**Goal:** Reproduce every line of the items, starting with the line containing "Detect stone wall." and going on through the line containing "xmin=261 ymin=69 xmax=272 ymax=159", with 90 added to each bounding box coordinate and all other text left unchanged.
Start of Source records
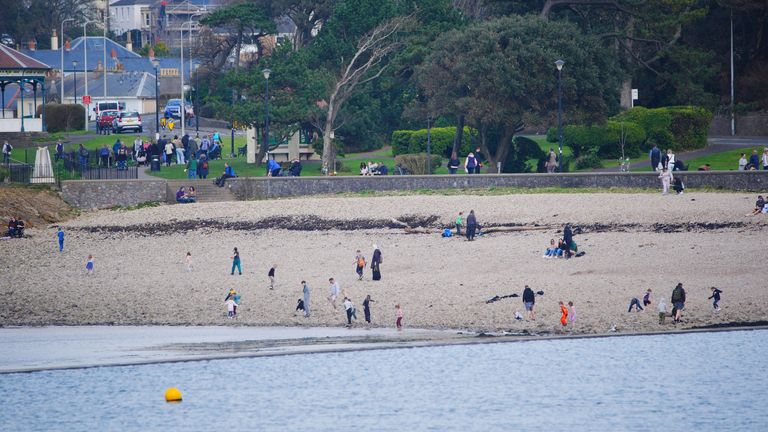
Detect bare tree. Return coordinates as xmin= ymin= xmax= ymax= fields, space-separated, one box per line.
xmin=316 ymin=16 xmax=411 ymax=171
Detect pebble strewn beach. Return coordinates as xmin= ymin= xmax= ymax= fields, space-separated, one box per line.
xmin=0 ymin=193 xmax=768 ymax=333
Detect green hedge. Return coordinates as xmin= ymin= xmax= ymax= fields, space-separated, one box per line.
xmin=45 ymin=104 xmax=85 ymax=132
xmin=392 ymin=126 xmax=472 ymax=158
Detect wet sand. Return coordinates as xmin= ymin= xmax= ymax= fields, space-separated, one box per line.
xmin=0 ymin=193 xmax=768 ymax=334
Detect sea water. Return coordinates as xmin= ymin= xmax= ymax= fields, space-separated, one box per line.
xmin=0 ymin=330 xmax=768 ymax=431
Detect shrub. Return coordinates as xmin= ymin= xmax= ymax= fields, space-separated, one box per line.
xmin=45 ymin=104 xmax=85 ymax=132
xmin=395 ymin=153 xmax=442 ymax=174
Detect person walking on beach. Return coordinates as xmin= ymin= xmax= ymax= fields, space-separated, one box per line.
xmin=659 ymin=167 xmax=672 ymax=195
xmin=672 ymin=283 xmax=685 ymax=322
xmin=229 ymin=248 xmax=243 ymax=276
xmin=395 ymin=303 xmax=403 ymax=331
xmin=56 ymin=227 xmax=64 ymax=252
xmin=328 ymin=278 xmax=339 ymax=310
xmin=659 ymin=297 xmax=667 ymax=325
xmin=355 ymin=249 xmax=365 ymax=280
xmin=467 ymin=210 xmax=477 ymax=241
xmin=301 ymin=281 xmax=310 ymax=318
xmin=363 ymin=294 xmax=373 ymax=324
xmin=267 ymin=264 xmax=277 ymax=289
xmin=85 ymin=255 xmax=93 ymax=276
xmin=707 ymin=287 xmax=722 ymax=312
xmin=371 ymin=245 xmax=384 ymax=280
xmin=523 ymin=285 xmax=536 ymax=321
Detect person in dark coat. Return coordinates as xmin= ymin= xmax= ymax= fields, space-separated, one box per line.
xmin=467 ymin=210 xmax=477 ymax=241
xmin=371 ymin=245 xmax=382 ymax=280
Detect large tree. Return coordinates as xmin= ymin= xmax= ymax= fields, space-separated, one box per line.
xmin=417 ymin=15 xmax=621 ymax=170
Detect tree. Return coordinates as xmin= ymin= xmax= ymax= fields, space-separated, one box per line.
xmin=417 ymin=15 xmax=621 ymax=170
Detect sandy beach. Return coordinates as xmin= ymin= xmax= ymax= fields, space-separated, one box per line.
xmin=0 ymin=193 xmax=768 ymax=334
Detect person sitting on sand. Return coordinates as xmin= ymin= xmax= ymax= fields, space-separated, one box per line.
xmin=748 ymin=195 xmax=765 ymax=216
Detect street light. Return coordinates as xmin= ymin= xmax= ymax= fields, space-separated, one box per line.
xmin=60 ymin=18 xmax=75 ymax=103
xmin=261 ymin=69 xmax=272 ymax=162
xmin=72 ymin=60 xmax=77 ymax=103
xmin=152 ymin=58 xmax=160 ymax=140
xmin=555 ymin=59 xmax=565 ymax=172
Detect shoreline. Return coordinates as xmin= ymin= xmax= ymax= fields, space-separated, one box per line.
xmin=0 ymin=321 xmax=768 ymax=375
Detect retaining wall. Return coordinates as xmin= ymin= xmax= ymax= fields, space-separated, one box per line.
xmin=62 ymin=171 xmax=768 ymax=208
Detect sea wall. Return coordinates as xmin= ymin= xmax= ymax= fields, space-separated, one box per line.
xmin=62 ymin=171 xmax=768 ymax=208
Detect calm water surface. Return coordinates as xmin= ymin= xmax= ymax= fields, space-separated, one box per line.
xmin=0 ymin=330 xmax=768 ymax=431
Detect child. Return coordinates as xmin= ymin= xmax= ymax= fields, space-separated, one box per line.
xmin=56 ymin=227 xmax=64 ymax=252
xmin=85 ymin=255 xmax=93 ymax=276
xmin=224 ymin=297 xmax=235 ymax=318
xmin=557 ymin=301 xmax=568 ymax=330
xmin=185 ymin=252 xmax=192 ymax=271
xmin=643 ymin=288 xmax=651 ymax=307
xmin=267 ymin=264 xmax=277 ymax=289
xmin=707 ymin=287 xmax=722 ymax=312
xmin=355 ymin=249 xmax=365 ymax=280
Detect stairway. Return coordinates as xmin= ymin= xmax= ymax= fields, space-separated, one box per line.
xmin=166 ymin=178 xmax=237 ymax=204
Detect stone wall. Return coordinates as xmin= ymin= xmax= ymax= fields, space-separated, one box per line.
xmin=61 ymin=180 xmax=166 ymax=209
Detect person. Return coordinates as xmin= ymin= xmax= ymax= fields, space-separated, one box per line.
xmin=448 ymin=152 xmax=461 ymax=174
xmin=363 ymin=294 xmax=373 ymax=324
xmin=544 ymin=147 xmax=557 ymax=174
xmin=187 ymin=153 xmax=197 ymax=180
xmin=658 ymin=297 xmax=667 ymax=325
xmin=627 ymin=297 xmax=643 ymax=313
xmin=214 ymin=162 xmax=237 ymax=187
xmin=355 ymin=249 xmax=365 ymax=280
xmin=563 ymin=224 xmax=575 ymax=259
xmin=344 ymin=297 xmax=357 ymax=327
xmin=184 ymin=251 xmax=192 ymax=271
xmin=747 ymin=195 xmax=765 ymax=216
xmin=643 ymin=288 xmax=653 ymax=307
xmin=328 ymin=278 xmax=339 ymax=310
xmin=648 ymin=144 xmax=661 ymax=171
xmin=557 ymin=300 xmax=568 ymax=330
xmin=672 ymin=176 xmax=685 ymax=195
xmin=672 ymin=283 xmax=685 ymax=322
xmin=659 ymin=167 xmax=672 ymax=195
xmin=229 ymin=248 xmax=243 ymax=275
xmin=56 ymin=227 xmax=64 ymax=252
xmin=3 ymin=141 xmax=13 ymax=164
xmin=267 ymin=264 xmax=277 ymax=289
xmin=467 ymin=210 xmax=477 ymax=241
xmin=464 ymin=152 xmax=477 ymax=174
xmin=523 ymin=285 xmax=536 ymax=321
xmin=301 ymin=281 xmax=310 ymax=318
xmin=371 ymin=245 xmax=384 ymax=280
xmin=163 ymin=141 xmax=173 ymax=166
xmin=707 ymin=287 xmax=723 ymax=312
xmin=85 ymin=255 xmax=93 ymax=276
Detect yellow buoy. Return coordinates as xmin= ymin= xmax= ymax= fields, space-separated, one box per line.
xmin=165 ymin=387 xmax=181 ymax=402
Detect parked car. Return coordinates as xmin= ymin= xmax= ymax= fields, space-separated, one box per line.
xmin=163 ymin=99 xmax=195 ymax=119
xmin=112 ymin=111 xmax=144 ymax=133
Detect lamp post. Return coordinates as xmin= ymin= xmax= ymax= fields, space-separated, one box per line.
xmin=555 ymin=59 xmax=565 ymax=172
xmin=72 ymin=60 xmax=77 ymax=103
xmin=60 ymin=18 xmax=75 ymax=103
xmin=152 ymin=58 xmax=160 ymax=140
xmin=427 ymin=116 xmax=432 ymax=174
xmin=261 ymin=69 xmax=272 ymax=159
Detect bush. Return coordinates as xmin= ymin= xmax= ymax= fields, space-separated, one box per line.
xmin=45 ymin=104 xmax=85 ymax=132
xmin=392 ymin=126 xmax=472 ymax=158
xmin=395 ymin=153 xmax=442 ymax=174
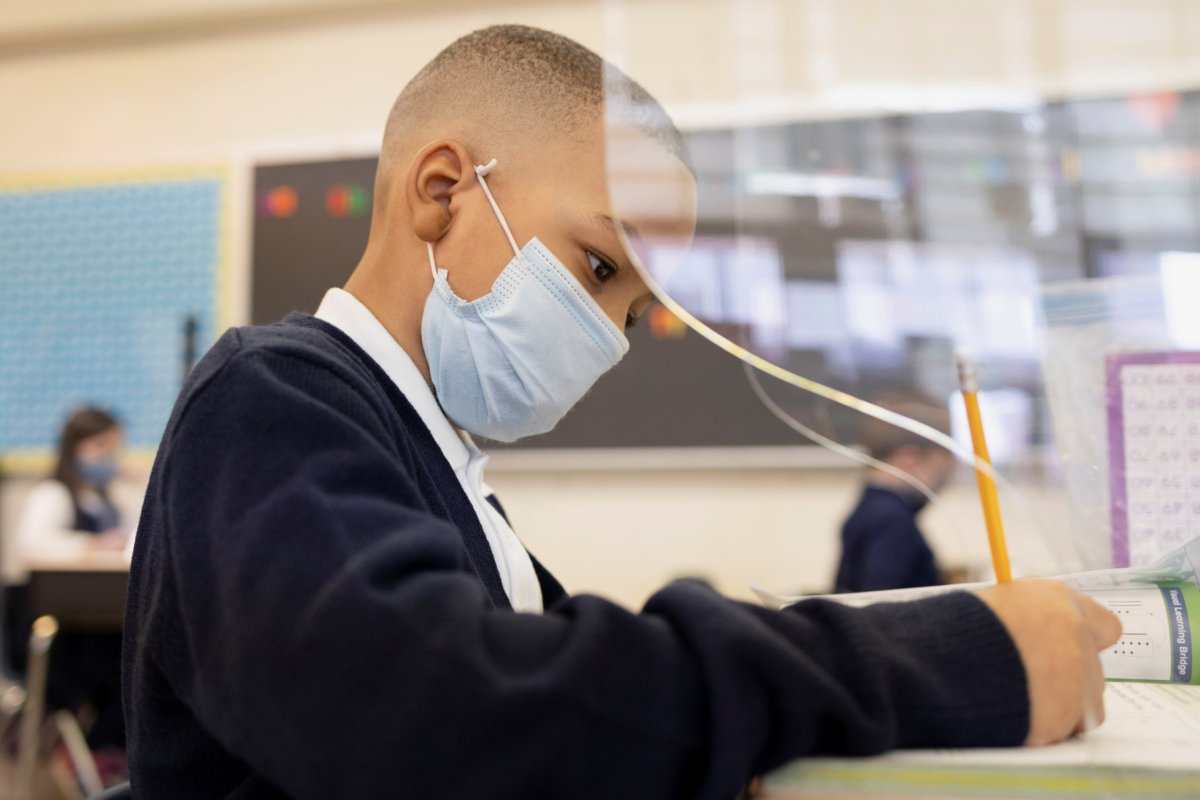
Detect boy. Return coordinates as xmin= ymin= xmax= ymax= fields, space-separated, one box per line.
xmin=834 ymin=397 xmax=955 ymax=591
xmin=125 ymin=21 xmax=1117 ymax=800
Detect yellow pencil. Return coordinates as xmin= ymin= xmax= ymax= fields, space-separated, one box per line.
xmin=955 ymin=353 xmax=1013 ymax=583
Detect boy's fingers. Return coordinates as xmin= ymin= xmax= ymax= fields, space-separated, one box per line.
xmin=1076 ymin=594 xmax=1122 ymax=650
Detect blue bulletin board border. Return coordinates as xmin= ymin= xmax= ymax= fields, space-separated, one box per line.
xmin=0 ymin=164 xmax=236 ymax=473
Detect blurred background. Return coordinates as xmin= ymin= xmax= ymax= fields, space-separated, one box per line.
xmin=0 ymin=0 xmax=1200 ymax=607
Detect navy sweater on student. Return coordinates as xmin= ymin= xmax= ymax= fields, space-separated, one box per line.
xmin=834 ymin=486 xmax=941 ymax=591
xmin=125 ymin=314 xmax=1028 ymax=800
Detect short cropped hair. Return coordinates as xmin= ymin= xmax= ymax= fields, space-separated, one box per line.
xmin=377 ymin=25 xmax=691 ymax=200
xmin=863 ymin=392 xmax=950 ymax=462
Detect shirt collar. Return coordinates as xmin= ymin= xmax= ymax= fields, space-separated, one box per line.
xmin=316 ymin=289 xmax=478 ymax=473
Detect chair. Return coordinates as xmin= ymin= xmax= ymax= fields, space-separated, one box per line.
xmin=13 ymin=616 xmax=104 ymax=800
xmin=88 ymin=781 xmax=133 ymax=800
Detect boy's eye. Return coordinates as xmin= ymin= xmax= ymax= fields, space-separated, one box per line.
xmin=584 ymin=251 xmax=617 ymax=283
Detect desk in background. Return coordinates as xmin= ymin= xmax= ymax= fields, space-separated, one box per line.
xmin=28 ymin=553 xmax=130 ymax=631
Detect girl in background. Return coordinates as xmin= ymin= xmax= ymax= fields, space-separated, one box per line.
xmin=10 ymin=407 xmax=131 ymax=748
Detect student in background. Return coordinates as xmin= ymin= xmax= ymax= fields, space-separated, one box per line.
End of Source records
**The completed task:**
Detect stone wall. Return coordinates as xmin= ymin= xmax= ymax= fields, space-separated, one box per line.
xmin=151 ymin=270 xmax=256 ymax=299
Detect person. Return coordinates as xmin= ymin= xmax= ymax= fields, space-separated, one box per line.
xmin=538 ymin=242 xmax=551 ymax=264
xmin=453 ymin=384 xmax=463 ymax=414
xmin=634 ymin=237 xmax=647 ymax=264
xmin=277 ymin=243 xmax=287 ymax=270
xmin=748 ymin=387 xmax=757 ymax=415
xmin=717 ymin=387 xmax=733 ymax=403
xmin=304 ymin=252 xmax=327 ymax=277
xmin=445 ymin=339 xmax=455 ymax=370
xmin=653 ymin=314 xmax=665 ymax=349
xmin=434 ymin=387 xmax=447 ymax=417
xmin=274 ymin=341 xmax=282 ymax=361
xmin=837 ymin=285 xmax=855 ymax=306
xmin=733 ymin=378 xmax=743 ymax=397
xmin=418 ymin=368 xmax=429 ymax=400
xmin=738 ymin=234 xmax=751 ymax=261
xmin=647 ymin=390 xmax=658 ymax=420
xmin=762 ymin=266 xmax=775 ymax=285
xmin=762 ymin=373 xmax=775 ymax=412
xmin=749 ymin=257 xmax=762 ymax=285
xmin=319 ymin=338 xmax=333 ymax=365
xmin=146 ymin=317 xmax=154 ymax=342
xmin=93 ymin=231 xmax=103 ymax=254
xmin=357 ymin=354 xmax=367 ymax=379
xmin=557 ymin=300 xmax=567 ymax=331
xmin=554 ymin=242 xmax=567 ymax=264
xmin=613 ymin=375 xmax=626 ymax=411
xmin=391 ymin=371 xmax=400 ymax=408
xmin=461 ymin=335 xmax=474 ymax=370
xmin=253 ymin=231 xmax=263 ymax=256
xmin=797 ymin=377 xmax=813 ymax=402
xmin=175 ymin=345 xmax=183 ymax=366
Detect yellow buoy. Return coordinates as xmin= ymin= xmax= ymax= fields, space-separated, one box per line.
xmin=255 ymin=477 xmax=271 ymax=492
Detect parked car. Return coordinates as xmin= ymin= xmax= ymax= fields, space-separated, one box per line.
xmin=253 ymin=189 xmax=285 ymax=209
xmin=202 ymin=201 xmax=234 ymax=223
Detect lamp post. Return coordinates as xmin= ymin= xmax= ymax= fields, space-separated, one box per line.
xmin=645 ymin=149 xmax=655 ymax=262
xmin=162 ymin=150 xmax=167 ymax=193
xmin=150 ymin=108 xmax=165 ymax=193
xmin=242 ymin=148 xmax=250 ymax=230
xmin=517 ymin=206 xmax=522 ymax=264
xmin=351 ymin=159 xmax=362 ymax=249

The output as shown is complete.